● What is expected
Locate the line containing "In this exercise you will mark the ground", then please write out that line and all the lines below it in the entries exactly.

● Exercise inputs
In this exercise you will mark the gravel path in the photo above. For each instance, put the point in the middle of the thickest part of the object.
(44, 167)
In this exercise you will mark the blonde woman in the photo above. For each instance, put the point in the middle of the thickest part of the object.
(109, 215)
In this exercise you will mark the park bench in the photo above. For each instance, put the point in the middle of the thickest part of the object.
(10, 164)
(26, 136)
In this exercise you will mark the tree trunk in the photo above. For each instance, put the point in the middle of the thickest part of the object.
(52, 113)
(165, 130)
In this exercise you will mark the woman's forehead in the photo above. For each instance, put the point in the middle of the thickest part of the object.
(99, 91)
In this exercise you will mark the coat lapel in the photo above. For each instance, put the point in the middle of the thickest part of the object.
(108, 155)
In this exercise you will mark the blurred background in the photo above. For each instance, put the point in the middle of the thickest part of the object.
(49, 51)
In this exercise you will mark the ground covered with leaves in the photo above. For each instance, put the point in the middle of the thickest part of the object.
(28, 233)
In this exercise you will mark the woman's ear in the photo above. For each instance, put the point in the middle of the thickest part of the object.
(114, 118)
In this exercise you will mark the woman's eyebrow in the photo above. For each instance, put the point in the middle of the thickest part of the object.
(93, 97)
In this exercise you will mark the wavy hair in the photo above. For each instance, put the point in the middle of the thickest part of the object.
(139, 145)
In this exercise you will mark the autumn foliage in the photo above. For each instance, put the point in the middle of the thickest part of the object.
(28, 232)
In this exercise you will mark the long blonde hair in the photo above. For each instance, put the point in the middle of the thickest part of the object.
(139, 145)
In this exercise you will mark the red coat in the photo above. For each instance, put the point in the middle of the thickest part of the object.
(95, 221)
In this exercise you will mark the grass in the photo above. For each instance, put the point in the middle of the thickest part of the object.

● Solution to this exercise
In this exercise you will mark the ground covered with leaves in the photo above. For each instance, put the point in the middle of the thickest part of the object.
(28, 233)
In this exercise you will mark the woman's ear in the photo above. For each instance, put the point in the middle of the thickest part of the object.
(114, 118)
In this exercise you will mark the woman's eyebrow in the photo above. For each instance, put the point in the middle of the thickest part of the object.
(93, 97)
In this exercise you will mark the wavy hair in the photo above. For each instance, put the point in the middle of the thickest part of the object.
(139, 145)
In this exercise you will mark the autumn foliage in the photo above. For each instance, put the point in the middle of the thickest part of the object.
(28, 232)
In this exercise you will mark the long blonde hair in the photo above. For each instance, put the point in the middle of the thickest part of the object.
(139, 145)
In this exercise you will mark the red coat in the photo above. For each instance, put the point in the middle of the thickest part of the object.
(95, 221)
In this exercise you will mark the grass in the photo above. For each instance, put the point in the middle of the thickest part of the object.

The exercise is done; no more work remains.